**Exercises to complete**
- 1) In the wash mitt thread, what does Phil_b88 say they use with ONR because they don't get on with the grout sponge?
- 2) Reproduce the stretch of the wash mitt thread from "as the title" through "the grout sponge.".
- 3) Pick up the wash mitt thread where it stops and keep it going.

**Source excerpt**
--------------------------------------------------

# noodle wash mitt vs wool/lambs wool wash mitt



## domandmel (Mar 16, 2012)

Hey everyone

as the title says, what are the advantages/disadvantages of either mitt? Im looking to change my megs mitt ive had for ages and have seen noodle type ones quite a bit cheaper than wool ones, is it a case of buy cheap buy twice? Or are the noodle ones pretty good?

All opinions greatly appreciated guys and gals


----------



## Phil_b88 (May 18, 2008)

I use a noodle mitt with onr as i don't get on with the grout sponge.


The downside of the noodle is the pile isn't as deep. A wool mitt has deep pile so any dirt/stones go into the pile and do not mar the paint. But you can't use it with onr 

I've had a wool mitt for years, worth spending a bit more on one so it doesn't fall apart!


----------



## domandmel (Mar 16, 2012)

so with it not being a deep pile means rinsing more regular?


----------



## horned yo (Feb 10, 2009)

--------------------------------------------------

**Rows**
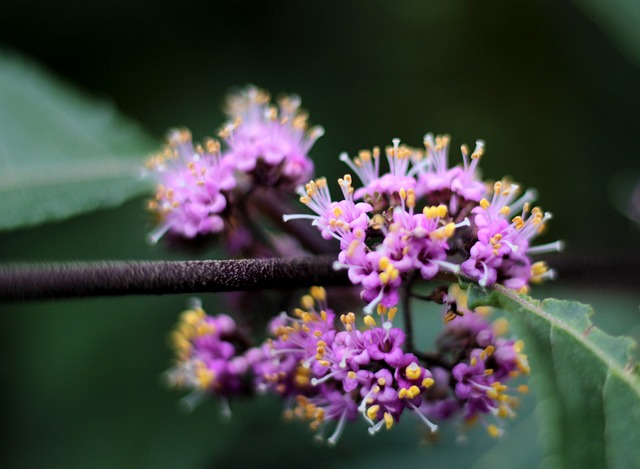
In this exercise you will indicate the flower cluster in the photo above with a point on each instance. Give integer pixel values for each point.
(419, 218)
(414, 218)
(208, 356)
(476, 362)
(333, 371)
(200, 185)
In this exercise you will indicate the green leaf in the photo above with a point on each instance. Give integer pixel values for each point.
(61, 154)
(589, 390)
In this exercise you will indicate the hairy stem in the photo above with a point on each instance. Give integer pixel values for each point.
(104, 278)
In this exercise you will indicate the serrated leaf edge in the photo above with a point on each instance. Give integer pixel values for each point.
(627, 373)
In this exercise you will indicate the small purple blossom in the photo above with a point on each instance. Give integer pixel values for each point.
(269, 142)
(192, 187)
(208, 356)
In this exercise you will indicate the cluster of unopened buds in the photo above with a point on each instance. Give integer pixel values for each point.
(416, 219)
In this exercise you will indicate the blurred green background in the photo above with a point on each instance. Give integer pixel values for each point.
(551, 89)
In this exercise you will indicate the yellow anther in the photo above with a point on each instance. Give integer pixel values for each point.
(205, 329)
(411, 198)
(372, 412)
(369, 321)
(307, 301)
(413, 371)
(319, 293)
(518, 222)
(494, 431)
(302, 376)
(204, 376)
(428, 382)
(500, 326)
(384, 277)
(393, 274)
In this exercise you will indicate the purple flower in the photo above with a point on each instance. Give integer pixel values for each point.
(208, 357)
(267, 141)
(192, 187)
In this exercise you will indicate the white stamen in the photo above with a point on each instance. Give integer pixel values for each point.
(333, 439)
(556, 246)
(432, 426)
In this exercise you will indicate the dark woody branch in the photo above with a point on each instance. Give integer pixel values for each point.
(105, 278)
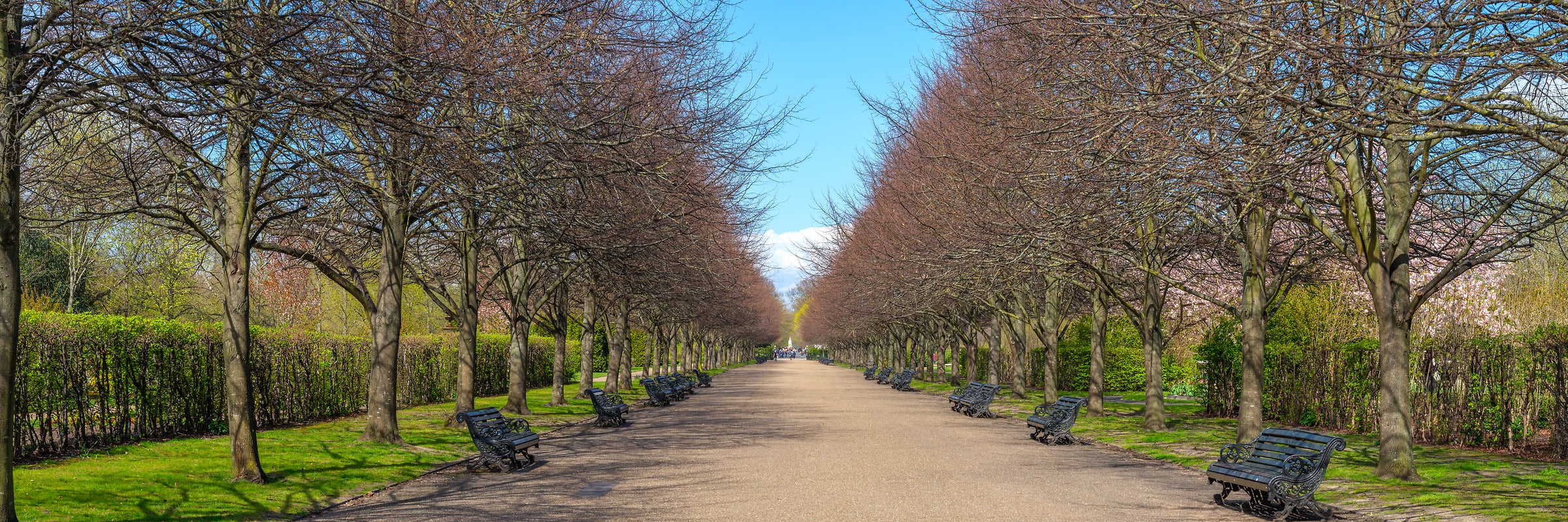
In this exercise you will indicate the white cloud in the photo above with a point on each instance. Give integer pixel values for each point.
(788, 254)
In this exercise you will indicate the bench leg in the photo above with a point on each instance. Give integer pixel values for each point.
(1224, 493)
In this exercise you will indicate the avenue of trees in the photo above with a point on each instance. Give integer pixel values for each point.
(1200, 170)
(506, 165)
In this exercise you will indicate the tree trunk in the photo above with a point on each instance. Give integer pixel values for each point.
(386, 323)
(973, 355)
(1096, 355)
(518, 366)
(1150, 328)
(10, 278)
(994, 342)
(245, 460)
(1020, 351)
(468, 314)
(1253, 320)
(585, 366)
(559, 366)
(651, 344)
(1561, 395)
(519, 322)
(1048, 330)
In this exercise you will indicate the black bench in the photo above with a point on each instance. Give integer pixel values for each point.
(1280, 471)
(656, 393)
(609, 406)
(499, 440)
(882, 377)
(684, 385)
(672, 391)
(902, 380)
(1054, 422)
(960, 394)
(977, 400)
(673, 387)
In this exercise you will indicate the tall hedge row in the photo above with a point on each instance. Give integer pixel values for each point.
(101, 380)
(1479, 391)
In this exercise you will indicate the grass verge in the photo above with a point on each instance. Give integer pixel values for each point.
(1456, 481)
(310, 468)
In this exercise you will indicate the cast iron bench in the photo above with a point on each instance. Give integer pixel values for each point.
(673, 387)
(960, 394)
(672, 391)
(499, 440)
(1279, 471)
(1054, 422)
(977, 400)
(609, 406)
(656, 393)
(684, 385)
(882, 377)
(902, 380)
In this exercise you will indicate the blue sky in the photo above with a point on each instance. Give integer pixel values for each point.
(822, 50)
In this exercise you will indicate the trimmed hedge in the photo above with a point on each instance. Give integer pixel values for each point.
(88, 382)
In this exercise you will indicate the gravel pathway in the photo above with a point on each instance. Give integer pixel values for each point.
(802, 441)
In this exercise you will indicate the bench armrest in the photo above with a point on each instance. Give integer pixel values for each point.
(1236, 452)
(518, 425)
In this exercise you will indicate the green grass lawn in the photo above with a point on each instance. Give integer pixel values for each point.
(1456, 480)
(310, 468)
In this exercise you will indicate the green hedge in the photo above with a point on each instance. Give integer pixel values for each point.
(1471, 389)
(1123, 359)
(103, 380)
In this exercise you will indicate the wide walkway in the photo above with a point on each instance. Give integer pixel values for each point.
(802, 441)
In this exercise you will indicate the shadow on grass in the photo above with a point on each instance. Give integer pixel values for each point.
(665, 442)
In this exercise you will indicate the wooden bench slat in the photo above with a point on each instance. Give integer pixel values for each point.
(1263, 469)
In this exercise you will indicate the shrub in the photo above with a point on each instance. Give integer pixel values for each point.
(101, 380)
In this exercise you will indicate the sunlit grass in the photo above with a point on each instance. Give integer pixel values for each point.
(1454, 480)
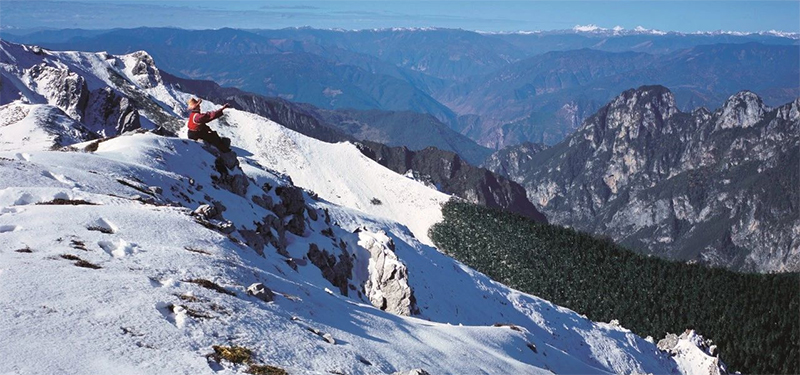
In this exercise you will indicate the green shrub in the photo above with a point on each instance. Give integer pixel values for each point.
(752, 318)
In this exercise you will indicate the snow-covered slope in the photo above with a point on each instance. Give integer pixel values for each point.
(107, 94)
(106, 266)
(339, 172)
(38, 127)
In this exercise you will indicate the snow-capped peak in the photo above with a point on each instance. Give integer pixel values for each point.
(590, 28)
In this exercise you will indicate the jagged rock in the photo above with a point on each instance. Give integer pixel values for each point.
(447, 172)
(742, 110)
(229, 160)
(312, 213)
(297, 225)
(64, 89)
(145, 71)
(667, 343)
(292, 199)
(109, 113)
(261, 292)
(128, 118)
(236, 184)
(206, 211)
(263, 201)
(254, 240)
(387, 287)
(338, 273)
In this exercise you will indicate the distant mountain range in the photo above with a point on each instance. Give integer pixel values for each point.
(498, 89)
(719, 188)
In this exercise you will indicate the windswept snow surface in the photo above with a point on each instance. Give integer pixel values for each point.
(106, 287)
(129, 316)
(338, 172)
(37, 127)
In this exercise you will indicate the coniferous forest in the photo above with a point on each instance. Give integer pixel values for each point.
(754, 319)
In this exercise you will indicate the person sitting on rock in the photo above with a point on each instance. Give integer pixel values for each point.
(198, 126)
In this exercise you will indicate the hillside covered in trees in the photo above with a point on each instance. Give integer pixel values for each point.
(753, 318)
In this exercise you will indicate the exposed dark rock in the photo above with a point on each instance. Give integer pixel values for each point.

--------------------------------------------------

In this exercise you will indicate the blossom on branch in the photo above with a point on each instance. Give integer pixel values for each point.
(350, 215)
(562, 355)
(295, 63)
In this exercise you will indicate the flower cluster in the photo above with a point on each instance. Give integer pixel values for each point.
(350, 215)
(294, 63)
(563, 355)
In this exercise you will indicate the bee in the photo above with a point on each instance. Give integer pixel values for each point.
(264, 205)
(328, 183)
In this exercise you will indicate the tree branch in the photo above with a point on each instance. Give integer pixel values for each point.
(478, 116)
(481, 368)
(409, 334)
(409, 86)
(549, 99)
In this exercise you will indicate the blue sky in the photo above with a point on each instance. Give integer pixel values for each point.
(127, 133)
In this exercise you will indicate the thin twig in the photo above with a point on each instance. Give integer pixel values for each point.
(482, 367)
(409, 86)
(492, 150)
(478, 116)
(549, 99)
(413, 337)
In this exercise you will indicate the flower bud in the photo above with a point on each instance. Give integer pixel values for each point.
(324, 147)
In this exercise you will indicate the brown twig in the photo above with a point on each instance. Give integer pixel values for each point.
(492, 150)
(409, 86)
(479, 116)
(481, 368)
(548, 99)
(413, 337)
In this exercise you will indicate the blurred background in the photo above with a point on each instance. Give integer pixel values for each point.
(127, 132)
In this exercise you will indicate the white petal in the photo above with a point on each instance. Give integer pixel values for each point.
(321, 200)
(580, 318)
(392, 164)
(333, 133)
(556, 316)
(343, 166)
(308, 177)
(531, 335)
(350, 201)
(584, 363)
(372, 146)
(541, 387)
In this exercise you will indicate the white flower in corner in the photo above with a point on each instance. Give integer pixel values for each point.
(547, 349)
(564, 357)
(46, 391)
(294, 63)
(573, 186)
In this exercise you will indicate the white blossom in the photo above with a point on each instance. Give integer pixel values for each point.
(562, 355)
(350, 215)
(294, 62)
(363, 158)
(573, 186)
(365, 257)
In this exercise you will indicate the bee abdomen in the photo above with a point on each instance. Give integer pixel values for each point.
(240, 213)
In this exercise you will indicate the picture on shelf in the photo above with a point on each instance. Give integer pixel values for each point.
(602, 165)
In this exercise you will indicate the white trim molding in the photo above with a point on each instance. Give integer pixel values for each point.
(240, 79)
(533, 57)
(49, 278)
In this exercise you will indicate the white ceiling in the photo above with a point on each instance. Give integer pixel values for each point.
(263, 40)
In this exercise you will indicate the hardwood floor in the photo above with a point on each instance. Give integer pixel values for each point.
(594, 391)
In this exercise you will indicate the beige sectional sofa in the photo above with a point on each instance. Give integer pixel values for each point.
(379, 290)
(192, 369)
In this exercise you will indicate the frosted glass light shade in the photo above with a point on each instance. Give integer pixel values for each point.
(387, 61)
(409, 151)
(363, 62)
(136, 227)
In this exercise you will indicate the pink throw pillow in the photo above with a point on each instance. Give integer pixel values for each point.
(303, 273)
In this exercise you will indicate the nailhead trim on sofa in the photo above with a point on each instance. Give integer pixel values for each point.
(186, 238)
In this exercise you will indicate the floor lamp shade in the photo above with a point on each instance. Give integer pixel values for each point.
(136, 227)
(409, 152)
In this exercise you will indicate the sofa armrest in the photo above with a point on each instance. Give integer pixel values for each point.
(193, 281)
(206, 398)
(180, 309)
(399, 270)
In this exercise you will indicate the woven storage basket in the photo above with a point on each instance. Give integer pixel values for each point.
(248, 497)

--------------------------------------------------

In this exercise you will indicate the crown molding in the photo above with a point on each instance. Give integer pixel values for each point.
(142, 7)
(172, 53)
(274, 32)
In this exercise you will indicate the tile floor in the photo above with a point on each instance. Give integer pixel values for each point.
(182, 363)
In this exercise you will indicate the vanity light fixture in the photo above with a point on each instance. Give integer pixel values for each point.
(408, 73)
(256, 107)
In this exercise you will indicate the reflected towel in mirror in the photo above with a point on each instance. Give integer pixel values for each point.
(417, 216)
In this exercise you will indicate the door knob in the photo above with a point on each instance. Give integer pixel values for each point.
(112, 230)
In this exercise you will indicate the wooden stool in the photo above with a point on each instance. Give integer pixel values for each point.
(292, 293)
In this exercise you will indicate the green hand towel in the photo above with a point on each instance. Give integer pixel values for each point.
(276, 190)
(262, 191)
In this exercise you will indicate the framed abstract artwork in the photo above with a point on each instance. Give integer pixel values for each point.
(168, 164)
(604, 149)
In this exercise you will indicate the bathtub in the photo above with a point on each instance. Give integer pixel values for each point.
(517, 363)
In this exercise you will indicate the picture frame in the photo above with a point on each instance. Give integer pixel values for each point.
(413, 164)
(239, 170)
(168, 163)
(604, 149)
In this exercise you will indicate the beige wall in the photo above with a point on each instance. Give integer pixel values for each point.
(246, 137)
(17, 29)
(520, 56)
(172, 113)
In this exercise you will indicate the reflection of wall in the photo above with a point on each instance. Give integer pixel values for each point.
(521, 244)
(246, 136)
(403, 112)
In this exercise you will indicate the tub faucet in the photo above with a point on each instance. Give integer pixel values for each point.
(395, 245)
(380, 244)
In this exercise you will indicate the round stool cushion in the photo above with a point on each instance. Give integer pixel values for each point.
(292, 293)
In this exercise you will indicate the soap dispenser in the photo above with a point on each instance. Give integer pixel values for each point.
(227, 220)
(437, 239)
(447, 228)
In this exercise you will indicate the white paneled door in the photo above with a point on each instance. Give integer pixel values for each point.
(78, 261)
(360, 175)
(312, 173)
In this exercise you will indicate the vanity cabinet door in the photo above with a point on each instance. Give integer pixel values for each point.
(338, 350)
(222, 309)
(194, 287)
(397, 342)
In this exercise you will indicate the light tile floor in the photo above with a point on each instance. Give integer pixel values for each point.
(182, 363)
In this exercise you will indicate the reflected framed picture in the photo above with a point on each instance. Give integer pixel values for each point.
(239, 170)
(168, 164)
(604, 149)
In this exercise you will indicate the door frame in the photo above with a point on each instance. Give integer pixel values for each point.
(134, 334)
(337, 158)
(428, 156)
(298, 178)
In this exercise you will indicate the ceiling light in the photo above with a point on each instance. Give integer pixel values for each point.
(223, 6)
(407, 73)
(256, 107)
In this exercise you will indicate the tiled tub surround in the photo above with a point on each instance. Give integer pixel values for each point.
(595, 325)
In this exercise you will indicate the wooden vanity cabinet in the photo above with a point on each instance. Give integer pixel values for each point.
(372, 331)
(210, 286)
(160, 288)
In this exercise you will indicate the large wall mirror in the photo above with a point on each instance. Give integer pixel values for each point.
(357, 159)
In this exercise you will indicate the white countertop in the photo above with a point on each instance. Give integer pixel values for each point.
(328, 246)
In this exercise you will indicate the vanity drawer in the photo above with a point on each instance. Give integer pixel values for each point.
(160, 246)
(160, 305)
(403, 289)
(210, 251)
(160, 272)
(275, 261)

--------------------------------------------------

**Responses**
- 1) A noodle mitt.

- 2)
as the title says, what are the advantages/disadvantages of either mitt? Im looking to change my megs mitt ive had for ages and have seen noodle type ones quite a bit cheaper than wool ones, is it a case of buy cheap buy twice? Or are the noodle ones pretty good?

All opinions greatly appreciated guys and gals


----------



## Phil_b88 (May 18, 2008)

I use a noodle mitt with onr as i don't get on with the grout sponge.

- 3)
I love my Zanio sponge atm but between a noodle mit or sheepskin i would def go for the sheep. only problem is they last 6 months then the thing starts to fall to bits. The megs mit is way better imo

but the Dodo sponge is brilliant to but a tad pricey


----------



## Gizmo68 (Mar 27, 2008)

horned yo said:


> I love my Zanio sponge atm but between a noodle mit or sheepskin i would def go for the sheep. only problem is they last 6 months then the thing starts to fall to bits. The megs mit is way better imo
> 
> but the Dodo sponge is brilliant to but a tad pricey


I started with a cheap (Tesco IIRC) noodle mitt - a truly awful piece of crap IMO.
Next up was the Meg's mitt, that was OK, but nothing special and TBH I didn't really get on with the mitt.
Nect up was the dooka wash pad - well what can I say, simply the best thing I have used, 18 months on (used on two cars) and it's still in great condition (the colour has faded a little) no signs of falling apart, but I have a spare pair for if / when that eventually happens.


----------



## horned yo (Feb 10, 2009)

why didnt you get on with the Megs Mit?


----------



## Gizmo68 (Mar 27, 2008)

Partially because it was a mitt, I ended up using it as a pad (not putting my hand inside it), but IMO there is a vast difference in the quality compared to the dooka pad.


----------



## Phil_b88 (May 18, 2008)

domandmel said:


> so with it not being a deep pile means rinsing more regular?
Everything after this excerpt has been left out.